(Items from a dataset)
▽

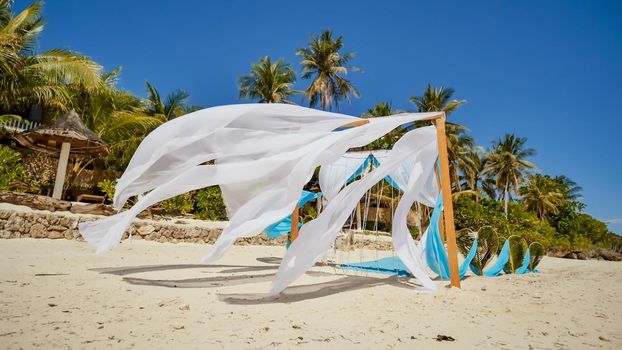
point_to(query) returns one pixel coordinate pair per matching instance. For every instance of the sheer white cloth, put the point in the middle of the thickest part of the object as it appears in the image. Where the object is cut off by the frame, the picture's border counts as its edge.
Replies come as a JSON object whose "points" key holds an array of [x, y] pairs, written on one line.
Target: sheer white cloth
{"points": [[263, 155], [316, 236]]}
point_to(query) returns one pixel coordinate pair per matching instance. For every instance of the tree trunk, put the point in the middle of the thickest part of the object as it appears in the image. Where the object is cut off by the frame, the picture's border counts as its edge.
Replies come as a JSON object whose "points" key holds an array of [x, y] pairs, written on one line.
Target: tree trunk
{"points": [[506, 198]]}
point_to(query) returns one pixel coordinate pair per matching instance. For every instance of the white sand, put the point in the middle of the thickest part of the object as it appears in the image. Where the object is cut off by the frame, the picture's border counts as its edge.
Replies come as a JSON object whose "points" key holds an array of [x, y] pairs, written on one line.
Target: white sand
{"points": [[58, 294]]}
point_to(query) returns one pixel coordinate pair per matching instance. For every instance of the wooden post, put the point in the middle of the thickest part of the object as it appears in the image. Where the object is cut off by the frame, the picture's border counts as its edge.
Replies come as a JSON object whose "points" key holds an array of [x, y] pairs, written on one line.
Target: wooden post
{"points": [[441, 225], [61, 170], [448, 208], [294, 228]]}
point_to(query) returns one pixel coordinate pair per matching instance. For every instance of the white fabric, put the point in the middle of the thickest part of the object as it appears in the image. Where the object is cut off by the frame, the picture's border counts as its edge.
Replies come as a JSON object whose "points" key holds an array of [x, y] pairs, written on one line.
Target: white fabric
{"points": [[185, 142], [263, 155], [316, 236], [333, 176]]}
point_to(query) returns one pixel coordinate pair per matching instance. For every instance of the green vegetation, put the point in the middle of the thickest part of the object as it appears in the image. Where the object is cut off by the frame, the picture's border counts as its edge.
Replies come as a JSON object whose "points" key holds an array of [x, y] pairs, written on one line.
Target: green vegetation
{"points": [[496, 191], [11, 168], [268, 82]]}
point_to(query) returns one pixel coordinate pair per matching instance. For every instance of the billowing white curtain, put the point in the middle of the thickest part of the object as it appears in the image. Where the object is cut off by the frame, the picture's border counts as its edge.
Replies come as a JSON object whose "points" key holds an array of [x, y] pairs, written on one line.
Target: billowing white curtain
{"points": [[316, 236], [333, 176], [263, 155]]}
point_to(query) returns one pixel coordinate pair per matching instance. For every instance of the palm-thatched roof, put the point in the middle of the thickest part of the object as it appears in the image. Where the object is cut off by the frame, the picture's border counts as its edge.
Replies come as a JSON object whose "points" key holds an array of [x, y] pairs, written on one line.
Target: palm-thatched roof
{"points": [[68, 128]]}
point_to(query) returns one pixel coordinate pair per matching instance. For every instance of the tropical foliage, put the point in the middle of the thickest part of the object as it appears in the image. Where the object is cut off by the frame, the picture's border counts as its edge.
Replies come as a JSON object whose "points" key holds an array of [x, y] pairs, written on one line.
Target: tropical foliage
{"points": [[508, 166], [497, 189], [268, 82], [326, 66]]}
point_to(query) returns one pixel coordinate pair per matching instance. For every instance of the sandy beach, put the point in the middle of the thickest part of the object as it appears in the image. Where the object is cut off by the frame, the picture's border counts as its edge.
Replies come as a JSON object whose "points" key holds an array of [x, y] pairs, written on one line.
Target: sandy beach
{"points": [[58, 294]]}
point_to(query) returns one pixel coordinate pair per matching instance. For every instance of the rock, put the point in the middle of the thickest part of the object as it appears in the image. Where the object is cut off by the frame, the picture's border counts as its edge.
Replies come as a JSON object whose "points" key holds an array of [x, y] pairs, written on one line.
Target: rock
{"points": [[17, 223], [93, 209], [55, 235], [34, 201], [37, 231], [145, 230], [570, 255]]}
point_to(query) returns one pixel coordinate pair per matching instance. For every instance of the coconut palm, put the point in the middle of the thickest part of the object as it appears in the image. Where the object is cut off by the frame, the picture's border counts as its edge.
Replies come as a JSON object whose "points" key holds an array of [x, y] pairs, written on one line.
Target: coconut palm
{"points": [[382, 109], [540, 195], [268, 82], [28, 78], [508, 166], [474, 178], [436, 100], [322, 62], [460, 144], [171, 108]]}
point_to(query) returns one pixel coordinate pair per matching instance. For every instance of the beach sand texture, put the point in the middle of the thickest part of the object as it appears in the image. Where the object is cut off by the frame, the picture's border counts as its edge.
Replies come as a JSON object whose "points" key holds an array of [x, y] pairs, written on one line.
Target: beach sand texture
{"points": [[59, 294]]}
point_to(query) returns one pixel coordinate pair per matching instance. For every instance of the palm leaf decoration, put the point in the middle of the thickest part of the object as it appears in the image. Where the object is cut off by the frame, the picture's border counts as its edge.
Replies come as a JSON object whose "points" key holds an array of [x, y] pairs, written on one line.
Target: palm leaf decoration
{"points": [[487, 246], [537, 252], [518, 249]]}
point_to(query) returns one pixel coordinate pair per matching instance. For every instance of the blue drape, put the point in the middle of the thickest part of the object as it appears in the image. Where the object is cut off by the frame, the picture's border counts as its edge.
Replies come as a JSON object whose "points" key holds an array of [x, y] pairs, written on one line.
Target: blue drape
{"points": [[284, 226], [525, 266]]}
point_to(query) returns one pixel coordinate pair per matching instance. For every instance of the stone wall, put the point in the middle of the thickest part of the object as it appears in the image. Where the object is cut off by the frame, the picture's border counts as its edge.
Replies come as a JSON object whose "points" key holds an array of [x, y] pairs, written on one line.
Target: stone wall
{"points": [[17, 224], [56, 225]]}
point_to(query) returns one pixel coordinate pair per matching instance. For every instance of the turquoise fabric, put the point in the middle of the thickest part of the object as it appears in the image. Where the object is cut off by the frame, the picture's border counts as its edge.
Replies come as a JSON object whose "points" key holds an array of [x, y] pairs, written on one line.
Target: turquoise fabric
{"points": [[467, 261], [387, 178], [435, 253], [502, 259], [361, 168], [284, 226], [525, 266], [386, 266]]}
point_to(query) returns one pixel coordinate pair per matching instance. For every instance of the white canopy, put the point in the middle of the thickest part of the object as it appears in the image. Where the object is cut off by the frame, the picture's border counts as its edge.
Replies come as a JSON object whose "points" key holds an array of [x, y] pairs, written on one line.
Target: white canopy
{"points": [[263, 156]]}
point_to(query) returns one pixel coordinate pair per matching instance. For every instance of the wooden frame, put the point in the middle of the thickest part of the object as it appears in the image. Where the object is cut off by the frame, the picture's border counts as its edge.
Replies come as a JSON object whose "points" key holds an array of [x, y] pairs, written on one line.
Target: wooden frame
{"points": [[445, 185]]}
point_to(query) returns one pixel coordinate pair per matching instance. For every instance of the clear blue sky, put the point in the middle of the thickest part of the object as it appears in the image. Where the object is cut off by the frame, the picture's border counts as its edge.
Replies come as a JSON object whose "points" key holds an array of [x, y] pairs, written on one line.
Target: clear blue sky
{"points": [[547, 70]]}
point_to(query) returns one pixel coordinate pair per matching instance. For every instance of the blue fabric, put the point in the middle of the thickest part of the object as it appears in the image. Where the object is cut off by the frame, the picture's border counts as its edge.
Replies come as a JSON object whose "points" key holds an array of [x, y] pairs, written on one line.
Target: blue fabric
{"points": [[386, 266], [525, 266], [502, 259], [284, 226], [434, 250], [467, 261], [387, 178]]}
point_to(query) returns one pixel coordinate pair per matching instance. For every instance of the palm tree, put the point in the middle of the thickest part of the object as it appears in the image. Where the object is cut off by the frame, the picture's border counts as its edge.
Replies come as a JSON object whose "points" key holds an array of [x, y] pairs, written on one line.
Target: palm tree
{"points": [[269, 82], [173, 107], [474, 177], [27, 78], [541, 195], [382, 109], [436, 100], [507, 165], [460, 145], [323, 62]]}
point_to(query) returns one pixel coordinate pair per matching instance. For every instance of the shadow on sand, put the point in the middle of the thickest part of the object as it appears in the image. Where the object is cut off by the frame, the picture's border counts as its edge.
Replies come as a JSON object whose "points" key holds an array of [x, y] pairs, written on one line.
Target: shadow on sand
{"points": [[232, 275]]}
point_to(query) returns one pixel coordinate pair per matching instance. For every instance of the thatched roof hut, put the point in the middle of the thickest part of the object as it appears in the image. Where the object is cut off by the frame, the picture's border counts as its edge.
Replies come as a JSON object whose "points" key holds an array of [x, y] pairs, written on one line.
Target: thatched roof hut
{"points": [[67, 129], [66, 136]]}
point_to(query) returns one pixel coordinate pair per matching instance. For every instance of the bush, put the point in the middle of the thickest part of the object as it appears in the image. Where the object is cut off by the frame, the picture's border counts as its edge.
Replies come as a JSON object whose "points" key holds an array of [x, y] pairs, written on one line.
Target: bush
{"points": [[209, 205], [11, 168], [177, 205], [108, 187]]}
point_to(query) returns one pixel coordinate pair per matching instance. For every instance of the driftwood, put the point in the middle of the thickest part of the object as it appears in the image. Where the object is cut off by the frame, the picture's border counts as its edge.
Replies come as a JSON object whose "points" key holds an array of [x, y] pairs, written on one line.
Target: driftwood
{"points": [[34, 201]]}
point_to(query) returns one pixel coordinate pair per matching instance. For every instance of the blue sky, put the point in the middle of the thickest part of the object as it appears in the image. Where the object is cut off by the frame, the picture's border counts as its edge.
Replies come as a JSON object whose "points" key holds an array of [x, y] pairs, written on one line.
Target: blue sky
{"points": [[547, 70]]}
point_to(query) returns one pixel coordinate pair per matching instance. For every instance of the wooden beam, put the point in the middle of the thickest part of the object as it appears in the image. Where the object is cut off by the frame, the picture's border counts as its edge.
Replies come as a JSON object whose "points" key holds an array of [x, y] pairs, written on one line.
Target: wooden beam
{"points": [[294, 227], [441, 224], [448, 208]]}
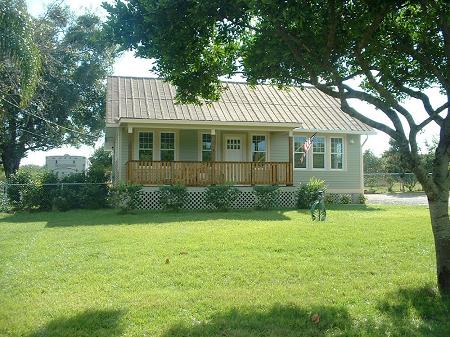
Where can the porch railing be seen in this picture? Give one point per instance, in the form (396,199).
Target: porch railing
(193,173)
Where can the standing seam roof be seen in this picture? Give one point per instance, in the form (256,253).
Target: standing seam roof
(152,98)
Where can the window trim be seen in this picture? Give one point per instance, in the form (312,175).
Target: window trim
(139,145)
(200,145)
(325,164)
(343,154)
(175,147)
(251,146)
(307,159)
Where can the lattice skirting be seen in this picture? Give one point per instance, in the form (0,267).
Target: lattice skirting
(196,199)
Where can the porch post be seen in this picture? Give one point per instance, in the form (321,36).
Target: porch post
(213,156)
(130,143)
(290,170)
(213,144)
(130,155)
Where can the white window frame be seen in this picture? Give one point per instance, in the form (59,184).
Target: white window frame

△

#### Set problem
Quote exactly the line containing "Where can the porch railing" and every later line through the end of the listing, and no other lines.

#### Task response
Where can the porch railing be seen in this picture? Give one point per instance, in the form (396,199).
Target: porch railing
(193,173)
Where can the standing seam roof be seen in this picture? Give one point per instance, in the form (256,253).
Target: standing seam roof
(152,98)
Where can the window trim be seen in this picture? Give one point per instance, in the form (312,175).
Target: window trim
(139,145)
(200,145)
(325,164)
(343,154)
(175,147)
(251,146)
(307,159)
Where can the lattice skirting be seen in this picture? Give one point per instance, in the form (0,267).
Target: lattice skirting
(196,199)
Where can the porch post be seen in this picture? Give one point per instance, in the form (321,36).
Target: porch post
(213,156)
(130,143)
(290,170)
(213,144)
(130,155)
Where can the white window frame be seen in this picture? Give one point per instance, in the form (59,184).
Target: white window frame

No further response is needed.